Source text:
::::

Although he’s a philosophy professor, he has taught many other subjects, including biblical literature, Latin American cultural geography, and the history of sport, and he has served as Bethel’s archivist.
He moved to Bethel in 1993, having previously worked as a missionary at the Jamaica Theological Seminary and the Caribbean Graduate School of Theology in Kingston. He holds graduate degrees from the University of Illinois at Urbana–Champaign, the University of Chicago, and Trinity Evangelical Divinity School. As an undergraduate, he studied at Fort Wayne Bible College, which later became Summit Christian College and then Taylor University Fort Wayne. (That campus is now defunct.) Relishing the overkill, he likes to decorate the back of his van with stickers from all these schools.

::::

Extracted data:

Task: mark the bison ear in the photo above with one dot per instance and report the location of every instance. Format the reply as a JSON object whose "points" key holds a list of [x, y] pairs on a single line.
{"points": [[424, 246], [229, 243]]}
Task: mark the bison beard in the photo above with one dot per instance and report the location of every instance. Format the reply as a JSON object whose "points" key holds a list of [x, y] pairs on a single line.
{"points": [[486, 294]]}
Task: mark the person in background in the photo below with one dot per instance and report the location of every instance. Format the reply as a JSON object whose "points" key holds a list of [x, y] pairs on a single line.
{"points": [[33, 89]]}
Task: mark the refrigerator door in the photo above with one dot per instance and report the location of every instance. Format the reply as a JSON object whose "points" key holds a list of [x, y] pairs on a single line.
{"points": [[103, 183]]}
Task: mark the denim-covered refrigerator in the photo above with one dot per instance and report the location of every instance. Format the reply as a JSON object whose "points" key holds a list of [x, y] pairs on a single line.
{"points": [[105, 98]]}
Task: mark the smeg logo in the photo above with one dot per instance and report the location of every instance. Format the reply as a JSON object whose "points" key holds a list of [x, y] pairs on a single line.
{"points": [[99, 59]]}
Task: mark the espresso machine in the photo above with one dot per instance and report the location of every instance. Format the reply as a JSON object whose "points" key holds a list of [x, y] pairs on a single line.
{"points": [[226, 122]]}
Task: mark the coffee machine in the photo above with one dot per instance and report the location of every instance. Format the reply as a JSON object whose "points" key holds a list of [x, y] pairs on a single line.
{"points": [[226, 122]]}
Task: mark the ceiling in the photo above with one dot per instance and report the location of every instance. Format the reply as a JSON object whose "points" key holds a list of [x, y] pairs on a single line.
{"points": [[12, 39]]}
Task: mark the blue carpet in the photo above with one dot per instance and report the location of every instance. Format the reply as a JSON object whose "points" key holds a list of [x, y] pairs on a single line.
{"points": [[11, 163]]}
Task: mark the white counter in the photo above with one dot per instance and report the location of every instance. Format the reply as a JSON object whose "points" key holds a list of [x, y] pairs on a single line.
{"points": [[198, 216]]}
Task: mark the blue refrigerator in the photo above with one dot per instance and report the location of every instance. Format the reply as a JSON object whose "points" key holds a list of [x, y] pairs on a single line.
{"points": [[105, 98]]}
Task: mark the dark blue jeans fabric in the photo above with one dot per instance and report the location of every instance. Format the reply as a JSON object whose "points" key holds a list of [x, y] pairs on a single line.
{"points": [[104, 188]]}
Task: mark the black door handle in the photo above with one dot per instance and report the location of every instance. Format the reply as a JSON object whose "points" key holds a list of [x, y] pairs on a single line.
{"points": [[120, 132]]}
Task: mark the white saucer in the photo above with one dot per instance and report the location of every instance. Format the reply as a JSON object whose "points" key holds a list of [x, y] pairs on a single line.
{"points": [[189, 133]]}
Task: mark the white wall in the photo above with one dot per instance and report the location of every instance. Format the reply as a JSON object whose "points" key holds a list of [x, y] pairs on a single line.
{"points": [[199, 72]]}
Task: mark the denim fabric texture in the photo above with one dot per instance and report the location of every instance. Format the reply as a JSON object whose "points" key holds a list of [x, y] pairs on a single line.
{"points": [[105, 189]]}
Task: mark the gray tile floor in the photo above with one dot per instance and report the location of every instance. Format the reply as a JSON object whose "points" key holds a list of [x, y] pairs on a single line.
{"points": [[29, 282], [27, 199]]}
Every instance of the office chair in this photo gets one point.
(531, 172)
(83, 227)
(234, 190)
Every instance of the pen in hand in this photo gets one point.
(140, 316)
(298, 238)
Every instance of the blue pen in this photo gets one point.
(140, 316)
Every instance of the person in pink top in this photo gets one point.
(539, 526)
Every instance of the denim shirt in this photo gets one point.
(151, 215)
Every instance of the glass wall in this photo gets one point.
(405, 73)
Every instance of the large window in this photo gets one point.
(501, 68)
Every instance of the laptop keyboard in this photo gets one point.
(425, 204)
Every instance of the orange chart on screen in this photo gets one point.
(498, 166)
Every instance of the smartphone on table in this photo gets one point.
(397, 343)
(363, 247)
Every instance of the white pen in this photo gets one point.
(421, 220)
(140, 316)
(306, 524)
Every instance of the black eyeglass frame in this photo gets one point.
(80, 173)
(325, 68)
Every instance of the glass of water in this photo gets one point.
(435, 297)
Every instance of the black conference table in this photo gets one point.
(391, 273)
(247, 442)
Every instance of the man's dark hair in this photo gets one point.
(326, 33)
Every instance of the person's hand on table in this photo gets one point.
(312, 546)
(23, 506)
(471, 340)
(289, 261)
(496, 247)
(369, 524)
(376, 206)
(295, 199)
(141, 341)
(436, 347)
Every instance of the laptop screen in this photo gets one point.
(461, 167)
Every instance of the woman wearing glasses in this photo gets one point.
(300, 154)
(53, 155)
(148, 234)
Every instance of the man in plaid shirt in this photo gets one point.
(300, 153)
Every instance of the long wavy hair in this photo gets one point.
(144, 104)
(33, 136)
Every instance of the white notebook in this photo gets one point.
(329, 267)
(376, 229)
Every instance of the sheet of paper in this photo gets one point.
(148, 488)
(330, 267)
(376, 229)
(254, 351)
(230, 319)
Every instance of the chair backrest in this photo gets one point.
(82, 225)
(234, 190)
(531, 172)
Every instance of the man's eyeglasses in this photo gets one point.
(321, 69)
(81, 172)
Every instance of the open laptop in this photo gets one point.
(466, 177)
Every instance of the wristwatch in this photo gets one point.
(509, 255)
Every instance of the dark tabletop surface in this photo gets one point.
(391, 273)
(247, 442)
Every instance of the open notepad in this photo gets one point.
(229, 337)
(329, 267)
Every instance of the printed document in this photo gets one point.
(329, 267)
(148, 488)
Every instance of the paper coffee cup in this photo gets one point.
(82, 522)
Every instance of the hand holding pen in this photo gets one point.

::::

Activity 1: According to the profile, in what year did he move to Bethel?
Activity 2: Reproduce everything in the profile from "He moved to" down to "all these schools.".

Response box 1: 1993

Response box 2:
He moved to Bethel in 1993, having previously worked as a missionary at the Jamaica Theological Seminary and the Caribbean Graduate School of Theology in Kingston. He holds graduate degrees from the University of Illinois at Urbana–Champaign, the University of Chicago, and Trinity Evangelical Divinity School. As an undergraduate, he studied at Fort Wayne Bible College, which later became Summit Christian College and then Taylor University Fort Wayne. (That campus is now defunct.) Relishing the overkill, he likes to decorate the back of his van with stickers from all these schools.